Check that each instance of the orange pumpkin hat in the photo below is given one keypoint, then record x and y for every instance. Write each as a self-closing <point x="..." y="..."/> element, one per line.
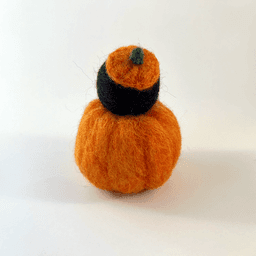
<point x="128" y="140"/>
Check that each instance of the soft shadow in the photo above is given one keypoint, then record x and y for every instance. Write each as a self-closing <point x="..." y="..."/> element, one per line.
<point x="206" y="184"/>
<point x="216" y="185"/>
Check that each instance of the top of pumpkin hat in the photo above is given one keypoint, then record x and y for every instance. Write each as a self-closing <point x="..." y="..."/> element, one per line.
<point x="132" y="66"/>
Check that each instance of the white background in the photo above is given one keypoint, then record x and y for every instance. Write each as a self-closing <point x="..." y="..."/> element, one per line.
<point x="50" y="52"/>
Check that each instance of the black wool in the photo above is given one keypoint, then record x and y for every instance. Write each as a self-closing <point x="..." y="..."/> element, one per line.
<point x="124" y="100"/>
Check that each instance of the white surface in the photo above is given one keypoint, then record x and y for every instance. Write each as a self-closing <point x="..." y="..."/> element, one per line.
<point x="50" y="54"/>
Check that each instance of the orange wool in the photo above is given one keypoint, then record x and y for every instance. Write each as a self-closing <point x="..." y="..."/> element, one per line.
<point x="127" y="153"/>
<point x="122" y="70"/>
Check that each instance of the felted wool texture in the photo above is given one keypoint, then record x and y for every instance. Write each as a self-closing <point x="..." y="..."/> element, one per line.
<point x="127" y="154"/>
<point x="124" y="100"/>
<point x="122" y="70"/>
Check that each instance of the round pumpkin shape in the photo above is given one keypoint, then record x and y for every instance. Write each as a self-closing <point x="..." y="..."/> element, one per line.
<point x="127" y="140"/>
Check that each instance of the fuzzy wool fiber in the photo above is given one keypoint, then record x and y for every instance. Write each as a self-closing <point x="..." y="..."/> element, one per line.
<point x="127" y="140"/>
<point x="127" y="154"/>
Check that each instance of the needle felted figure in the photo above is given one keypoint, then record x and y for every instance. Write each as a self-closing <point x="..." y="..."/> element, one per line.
<point x="127" y="140"/>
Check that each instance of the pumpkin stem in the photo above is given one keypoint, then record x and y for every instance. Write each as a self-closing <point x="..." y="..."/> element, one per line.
<point x="137" y="56"/>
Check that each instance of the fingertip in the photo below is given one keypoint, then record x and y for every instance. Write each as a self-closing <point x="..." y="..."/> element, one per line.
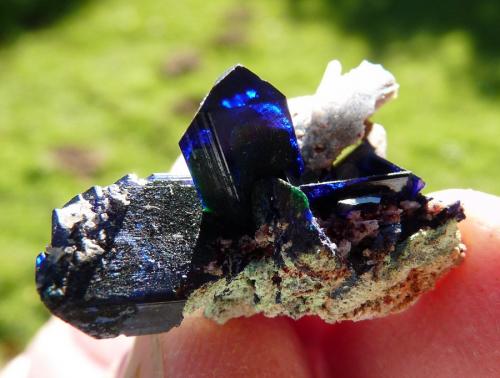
<point x="451" y="331"/>
<point x="253" y="346"/>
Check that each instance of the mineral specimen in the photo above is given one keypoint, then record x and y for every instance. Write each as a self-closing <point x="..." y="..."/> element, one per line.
<point x="345" y="238"/>
<point x="242" y="131"/>
<point x="110" y="268"/>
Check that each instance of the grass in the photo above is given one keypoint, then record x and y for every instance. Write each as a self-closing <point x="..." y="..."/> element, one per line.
<point x="84" y="101"/>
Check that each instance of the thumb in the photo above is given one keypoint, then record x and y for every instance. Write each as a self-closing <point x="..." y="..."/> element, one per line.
<point x="242" y="347"/>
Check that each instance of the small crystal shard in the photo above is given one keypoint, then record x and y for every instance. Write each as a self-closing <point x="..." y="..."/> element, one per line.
<point x="242" y="132"/>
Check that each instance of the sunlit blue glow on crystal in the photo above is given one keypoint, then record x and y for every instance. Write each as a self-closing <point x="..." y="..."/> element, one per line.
<point x="189" y="145"/>
<point x="40" y="259"/>
<point x="239" y="99"/>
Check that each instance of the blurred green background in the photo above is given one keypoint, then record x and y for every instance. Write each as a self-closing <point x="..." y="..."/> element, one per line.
<point x="92" y="90"/>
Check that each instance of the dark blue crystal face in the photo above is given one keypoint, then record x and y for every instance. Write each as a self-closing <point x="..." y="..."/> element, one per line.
<point x="363" y="173"/>
<point x="242" y="133"/>
<point x="40" y="259"/>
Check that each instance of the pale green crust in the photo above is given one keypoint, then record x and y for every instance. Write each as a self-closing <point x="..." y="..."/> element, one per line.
<point x="317" y="283"/>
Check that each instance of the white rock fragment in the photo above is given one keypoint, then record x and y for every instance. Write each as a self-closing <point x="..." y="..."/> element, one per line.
<point x="335" y="116"/>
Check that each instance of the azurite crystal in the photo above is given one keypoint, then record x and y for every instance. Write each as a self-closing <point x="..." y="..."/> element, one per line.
<point x="124" y="259"/>
<point x="242" y="132"/>
<point x="121" y="255"/>
<point x="363" y="173"/>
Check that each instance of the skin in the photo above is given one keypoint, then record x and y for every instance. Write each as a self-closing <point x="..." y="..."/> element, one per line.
<point x="452" y="331"/>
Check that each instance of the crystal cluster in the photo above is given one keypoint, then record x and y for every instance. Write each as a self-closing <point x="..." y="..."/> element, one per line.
<point x="271" y="222"/>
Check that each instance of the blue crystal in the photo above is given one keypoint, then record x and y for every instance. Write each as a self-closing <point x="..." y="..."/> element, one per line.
<point x="40" y="259"/>
<point x="242" y="132"/>
<point x="363" y="173"/>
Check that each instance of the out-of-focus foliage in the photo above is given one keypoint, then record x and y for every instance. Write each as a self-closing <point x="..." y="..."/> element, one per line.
<point x="19" y="15"/>
<point x="97" y="89"/>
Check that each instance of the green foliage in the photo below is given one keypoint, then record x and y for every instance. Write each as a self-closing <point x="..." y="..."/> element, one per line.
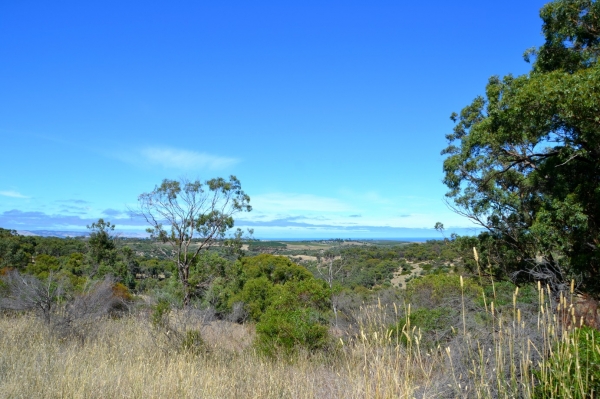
<point x="289" y="305"/>
<point x="160" y="314"/>
<point x="438" y="287"/>
<point x="192" y="342"/>
<point x="573" y="367"/>
<point x="190" y="216"/>
<point x="289" y="330"/>
<point x="524" y="161"/>
<point x="433" y="326"/>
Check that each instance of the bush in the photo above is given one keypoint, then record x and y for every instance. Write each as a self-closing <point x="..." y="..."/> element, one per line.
<point x="434" y="325"/>
<point x="573" y="367"/>
<point x="435" y="289"/>
<point x="281" y="330"/>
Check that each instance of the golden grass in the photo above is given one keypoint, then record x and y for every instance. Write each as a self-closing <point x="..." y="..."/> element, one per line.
<point x="125" y="359"/>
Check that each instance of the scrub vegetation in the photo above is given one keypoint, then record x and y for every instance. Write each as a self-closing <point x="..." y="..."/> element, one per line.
<point x="198" y="311"/>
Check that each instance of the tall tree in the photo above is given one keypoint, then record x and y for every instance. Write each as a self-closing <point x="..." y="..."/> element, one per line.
<point x="190" y="216"/>
<point x="524" y="160"/>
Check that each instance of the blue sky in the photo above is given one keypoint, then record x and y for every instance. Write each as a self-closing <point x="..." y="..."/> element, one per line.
<point x="331" y="114"/>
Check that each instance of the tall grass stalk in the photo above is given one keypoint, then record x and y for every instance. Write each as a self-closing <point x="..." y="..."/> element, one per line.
<point x="508" y="353"/>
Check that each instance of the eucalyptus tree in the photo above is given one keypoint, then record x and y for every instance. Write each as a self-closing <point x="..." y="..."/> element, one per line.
<point x="191" y="216"/>
<point x="523" y="161"/>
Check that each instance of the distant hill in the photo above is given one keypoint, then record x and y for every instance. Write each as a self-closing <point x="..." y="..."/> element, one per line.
<point x="65" y="234"/>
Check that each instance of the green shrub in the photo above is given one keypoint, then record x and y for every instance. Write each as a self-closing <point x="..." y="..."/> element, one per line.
<point x="434" y="325"/>
<point x="285" y="330"/>
<point x="192" y="342"/>
<point x="436" y="288"/>
<point x="160" y="314"/>
<point x="572" y="369"/>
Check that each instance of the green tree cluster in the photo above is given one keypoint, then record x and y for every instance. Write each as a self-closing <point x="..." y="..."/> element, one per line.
<point x="524" y="160"/>
<point x="289" y="305"/>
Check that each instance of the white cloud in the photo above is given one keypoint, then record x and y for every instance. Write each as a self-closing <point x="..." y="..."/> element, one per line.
<point x="13" y="194"/>
<point x="273" y="203"/>
<point x="184" y="159"/>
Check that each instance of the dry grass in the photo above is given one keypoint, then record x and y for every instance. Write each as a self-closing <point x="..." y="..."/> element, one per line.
<point x="125" y="360"/>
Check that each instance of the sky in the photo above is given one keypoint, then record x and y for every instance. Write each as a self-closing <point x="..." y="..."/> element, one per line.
<point x="331" y="114"/>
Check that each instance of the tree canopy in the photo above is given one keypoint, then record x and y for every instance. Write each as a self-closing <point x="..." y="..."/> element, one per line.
<point x="190" y="216"/>
<point x="523" y="161"/>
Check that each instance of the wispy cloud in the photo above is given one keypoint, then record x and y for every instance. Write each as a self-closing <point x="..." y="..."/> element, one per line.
<point x="184" y="159"/>
<point x="13" y="194"/>
<point x="73" y="201"/>
<point x="41" y="220"/>
<point x="285" y="203"/>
○ ○ ○ ○ ○
Starting at the row that contains "Check that each instance of the wispy" and ending at the last row, write those lines out again with "wispy cloud" swapped for "thin cloud" and nothing else changed.

Check that each instance of the thin cloud in the photo above is given one keypoint, then record x and y for every instance. Write each as a self-closing <point x="..." y="..."/> element, one per line.
<point x="184" y="159"/>
<point x="13" y="194"/>
<point x="73" y="201"/>
<point x="41" y="220"/>
<point x="285" y="203"/>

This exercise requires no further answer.